• Work instruction 1:
In the passage on leading organizational change, rewrite the stretch from "The ability to" through "approach their jobs." with "strategy" replaced by "vision".
• Work instruction 2:
Write the next part of the passage on leading organizational change, picking up after its final sentence.

(Text shown begins)

Is this your experience with change? 
    • Lackluster Results 
    • Failed implementation
    • Frustrated employees unwilling to engage
    • Misaligned leadership
    • Competing approaches to change
Unfortunately, this is way too common in organizations. We need to change how change happens. For too long, we have taken a management approach to change that focuses on the technical aspects of change (what’s changing and what’s not, who needs to be involved, stakeholder management, communication management, information management) and delayed or ignored the human side of change that requires leadership (communication, education, involvement). Great leaders of change do three things differently:
  1. Change how they think and talk about change. They engage in big conversations about performance, capacity to change, friction points in the business, the culture and what it’s like to work here, the emotions of change, and what’s in it for employees if they do change. 
  1. Change their approach to change. Change is successful only when it’s focused both inside-out and outside-in. “Changing the system will change what people do. Changing what people do will not change the system.” (Peter Scholtes). Training programs to help individuals deal with change won’t change organizational misalignments. And restructuring the business isn’t enough to deal with the emotional side of change that people experience. William Bridges, a guru of change, said, “You simply cannot get the results you need without getting into ‘that personal stuff.’ The results depend on getting people to stop doing things the old way and getting them to start doing things a new way. There is no way to do that impersonally.” Successful change transforms all three levels in an organization—individual, team, and organization.
  1. Elevate the roles they play. Great change leaders play differently. They move from the background or sidelines and engage directly. They don’t delegate to a change team but step in and lead. They change communication from rhetoric and platitudes to practical and authentic. They model, they listen, and they engage in the difficult conversations. Great leaders of change play five roles that set them apart from managers of change:
      • Focus: Set the direction and pace of change; communicate the What, Why, When, and How of change (over and over and over again)
      • Align: Remove roadblocks and old ways of doing business to enable new behaviors required by the change
      • Engage: Foster conditions that boost engagement and create an effective culture 
      • Lead: Transform their personal leadership and the aggregate effectiveness and capacity of the leadership team
      • Sustain: Institutionalize change into the “way we do things” and ensure it is owned by the business
1. Change the Way You Change! 
The ability to accelerate organizational change is arguably the most important role of a leader, yet one of the least understood. While individual leaders may excel at creating long-range strategy or executing short-term plans—skills they acquire through innate ability and experience—few have mastered the art of getting people to change the way they approach their jobs.

(Text shown ends)
(Given information begins)

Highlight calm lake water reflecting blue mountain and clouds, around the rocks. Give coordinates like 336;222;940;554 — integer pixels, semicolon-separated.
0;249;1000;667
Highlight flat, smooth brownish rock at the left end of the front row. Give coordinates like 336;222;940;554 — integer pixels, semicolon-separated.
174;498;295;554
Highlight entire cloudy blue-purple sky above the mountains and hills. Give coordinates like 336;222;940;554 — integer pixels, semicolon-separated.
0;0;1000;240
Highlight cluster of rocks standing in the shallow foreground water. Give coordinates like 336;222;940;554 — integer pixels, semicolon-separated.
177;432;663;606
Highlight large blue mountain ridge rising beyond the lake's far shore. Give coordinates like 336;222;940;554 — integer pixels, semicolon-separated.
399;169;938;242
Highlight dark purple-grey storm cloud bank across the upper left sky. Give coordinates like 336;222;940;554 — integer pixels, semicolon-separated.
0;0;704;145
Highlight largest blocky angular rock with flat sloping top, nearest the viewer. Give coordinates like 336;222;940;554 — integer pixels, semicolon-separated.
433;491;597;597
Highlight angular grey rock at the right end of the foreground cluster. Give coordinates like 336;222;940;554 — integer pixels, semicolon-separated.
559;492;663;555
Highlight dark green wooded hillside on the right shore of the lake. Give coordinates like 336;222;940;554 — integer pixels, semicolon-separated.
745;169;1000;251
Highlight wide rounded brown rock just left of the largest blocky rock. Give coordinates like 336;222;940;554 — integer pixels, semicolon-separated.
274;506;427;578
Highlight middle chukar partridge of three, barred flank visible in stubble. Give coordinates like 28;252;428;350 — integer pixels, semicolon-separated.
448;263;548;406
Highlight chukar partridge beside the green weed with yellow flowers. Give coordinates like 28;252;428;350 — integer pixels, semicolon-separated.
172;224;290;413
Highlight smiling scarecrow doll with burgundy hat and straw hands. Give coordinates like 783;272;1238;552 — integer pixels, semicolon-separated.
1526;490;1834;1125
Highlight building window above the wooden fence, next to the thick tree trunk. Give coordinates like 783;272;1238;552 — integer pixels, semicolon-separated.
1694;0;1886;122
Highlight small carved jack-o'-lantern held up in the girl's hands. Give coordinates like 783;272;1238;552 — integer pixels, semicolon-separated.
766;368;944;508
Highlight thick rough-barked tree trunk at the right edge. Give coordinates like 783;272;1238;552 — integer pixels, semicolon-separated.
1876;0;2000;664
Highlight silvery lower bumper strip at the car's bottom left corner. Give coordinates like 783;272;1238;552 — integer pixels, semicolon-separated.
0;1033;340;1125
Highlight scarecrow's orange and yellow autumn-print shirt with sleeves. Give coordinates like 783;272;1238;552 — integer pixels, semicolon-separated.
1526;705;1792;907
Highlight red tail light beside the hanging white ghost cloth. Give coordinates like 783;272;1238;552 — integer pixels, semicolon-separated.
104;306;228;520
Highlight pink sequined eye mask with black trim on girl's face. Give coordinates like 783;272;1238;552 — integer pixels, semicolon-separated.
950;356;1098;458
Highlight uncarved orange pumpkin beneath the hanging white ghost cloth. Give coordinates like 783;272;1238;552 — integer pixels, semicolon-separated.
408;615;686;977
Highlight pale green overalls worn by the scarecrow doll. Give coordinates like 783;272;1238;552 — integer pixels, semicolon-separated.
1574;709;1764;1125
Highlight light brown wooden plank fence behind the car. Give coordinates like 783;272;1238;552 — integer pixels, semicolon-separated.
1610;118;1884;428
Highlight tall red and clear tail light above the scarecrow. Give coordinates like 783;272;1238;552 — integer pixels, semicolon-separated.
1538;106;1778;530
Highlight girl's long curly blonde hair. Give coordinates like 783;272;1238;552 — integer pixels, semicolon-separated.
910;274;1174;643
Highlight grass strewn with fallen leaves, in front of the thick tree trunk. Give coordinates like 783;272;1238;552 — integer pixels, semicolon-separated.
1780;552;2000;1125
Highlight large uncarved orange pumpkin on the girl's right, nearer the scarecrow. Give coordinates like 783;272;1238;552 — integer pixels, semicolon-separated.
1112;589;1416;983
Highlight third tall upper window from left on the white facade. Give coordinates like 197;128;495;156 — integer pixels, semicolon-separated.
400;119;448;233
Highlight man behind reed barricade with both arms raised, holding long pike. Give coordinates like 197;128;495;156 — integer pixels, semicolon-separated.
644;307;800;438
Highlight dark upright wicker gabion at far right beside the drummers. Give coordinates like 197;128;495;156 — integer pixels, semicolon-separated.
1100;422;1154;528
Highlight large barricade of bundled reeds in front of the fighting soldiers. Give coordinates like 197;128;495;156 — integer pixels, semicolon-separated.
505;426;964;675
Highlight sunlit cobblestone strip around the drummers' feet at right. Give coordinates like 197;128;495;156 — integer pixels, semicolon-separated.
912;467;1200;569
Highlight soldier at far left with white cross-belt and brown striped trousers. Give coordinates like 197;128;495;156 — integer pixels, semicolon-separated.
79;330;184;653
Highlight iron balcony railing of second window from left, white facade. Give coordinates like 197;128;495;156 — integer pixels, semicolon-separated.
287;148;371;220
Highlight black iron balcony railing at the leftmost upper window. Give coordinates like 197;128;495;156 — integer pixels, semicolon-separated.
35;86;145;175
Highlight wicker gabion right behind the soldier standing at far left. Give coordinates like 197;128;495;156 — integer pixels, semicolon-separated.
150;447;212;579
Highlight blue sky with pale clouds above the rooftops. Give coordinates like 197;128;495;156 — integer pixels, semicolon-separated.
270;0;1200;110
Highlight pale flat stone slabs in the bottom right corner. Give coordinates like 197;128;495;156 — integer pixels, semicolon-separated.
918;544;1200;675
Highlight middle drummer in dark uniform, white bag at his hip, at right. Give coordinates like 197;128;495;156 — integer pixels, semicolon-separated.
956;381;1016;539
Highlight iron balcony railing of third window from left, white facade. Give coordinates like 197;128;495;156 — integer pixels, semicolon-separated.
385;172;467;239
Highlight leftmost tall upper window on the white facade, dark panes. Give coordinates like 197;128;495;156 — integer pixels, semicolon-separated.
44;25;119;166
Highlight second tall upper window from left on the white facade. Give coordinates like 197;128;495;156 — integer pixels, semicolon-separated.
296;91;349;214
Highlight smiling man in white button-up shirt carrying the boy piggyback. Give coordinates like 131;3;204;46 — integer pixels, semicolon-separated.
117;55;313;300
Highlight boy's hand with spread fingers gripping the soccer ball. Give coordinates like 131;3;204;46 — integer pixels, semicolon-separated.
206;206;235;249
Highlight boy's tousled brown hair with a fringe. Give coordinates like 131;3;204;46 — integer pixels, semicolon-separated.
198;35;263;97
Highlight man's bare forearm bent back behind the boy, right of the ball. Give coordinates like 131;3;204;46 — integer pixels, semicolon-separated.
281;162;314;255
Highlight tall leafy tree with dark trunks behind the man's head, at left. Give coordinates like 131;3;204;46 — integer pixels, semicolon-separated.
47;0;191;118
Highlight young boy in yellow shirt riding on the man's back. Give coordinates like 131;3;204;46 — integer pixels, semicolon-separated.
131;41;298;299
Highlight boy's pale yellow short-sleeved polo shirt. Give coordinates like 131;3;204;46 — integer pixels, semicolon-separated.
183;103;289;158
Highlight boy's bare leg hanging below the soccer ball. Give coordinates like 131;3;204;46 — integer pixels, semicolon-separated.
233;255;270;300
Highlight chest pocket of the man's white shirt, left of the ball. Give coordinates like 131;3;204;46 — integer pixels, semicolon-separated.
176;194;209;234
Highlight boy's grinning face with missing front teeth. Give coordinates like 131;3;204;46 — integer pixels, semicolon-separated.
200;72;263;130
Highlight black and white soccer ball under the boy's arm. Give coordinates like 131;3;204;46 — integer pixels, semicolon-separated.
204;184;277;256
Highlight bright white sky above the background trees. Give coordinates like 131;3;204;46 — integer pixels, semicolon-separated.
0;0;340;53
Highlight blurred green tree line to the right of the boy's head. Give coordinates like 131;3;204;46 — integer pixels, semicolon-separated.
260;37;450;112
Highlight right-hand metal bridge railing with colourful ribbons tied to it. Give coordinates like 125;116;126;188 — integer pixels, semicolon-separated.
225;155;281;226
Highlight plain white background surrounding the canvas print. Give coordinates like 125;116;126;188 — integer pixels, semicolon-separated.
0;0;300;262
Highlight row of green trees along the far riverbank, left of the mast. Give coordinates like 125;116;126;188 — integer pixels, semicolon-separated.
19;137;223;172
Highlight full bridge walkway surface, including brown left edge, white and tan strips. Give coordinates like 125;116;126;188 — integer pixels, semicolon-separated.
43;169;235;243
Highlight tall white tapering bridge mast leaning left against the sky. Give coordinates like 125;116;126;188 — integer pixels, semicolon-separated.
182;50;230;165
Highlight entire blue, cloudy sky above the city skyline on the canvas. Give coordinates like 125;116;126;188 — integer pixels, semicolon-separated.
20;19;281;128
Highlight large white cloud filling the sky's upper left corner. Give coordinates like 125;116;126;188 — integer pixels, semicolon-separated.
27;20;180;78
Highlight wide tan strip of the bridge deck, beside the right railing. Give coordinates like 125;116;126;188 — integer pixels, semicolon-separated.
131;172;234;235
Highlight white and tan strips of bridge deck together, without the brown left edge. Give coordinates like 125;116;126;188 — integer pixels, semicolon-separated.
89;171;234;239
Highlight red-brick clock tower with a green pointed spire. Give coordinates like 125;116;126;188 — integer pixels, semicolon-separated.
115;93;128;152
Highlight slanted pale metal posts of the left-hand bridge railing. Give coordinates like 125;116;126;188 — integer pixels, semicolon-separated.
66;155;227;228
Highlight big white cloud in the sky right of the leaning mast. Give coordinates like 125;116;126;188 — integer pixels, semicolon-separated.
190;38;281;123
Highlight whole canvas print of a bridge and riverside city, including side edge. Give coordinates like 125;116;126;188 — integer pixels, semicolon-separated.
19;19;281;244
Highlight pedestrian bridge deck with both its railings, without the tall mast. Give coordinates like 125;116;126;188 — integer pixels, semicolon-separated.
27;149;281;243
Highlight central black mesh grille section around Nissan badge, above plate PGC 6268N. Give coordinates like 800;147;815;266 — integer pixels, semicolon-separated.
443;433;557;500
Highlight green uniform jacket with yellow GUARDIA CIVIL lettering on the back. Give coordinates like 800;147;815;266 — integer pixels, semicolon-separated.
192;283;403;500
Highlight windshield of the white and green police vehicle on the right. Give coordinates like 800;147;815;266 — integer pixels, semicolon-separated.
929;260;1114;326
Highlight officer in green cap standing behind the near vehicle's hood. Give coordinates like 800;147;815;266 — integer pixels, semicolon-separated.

(Given information ends)

• Written answer 1:
The ability to accelerate organizational change is arguably the most important role of a leader, yet one of the least understood. While individual leaders may excel at creating long-range vision or executing short-term plans—skills they acquire through innate ability and experience—few have mastered the art of getting people to change the way they approach their jobs.

• Written answer 2:
CHANGE THE WAY YOU CHANGE! shows how to manage and blend the five roles of great change leaders to create and shape the future state of an organization:
  1. Focus
  2. Align
  3. Engage
  4. Lead
  5. Sustain
When these roles are played well, it shifts how leaders think and talk about change, approach change, and elevate what they do as a leader of change. Successful change is about getting both the technical solution right and helping other leaders, managers, and employees want it. When employees are committed to change and the organization is aligned to reinforce that commitment, transformations are accelerated. Sustainable change only happens when individual, team, and organizational transformation happen concurrently.
2. Own Your Own Engagement!
 The Facts: Highly engaged employees get results with energy, passion, and purpose. They stay longer, innovate faster, and execute better. Organizations with highly engaged employees outperform their rivals in operating income (19 percent), net income growth (14 percent), and earnings per share (28 percent).
The Challenge: The bad news is that only 25 percent of employees are highly engaged. Most contribute only a fraction of their talent and discretionary effort. Searching for the secret sauce, organizations chase everything from gimmicks to highly complex theory. Rarely does any of it work.
The Solution: A closer look at high engagement reveals two remarkably consistent patterns: (1) The highly engaged take personal and primary responsibility—they own their own engagement; and (2) the highly engaged apply six drivers as personal patterns and only expect the organization to play a support role.
Drivers of Engagement: On an individual level, Six Drivers of Engagement™ represent “personal processes”. On an enterprise level, they represent “organizational systems.” Most approaches to engagement are narrow, incomplete, and temporary. This keynote will help you learn what drivers will better enable engagement of your people and what it will take to create an organization that will enable that engagement.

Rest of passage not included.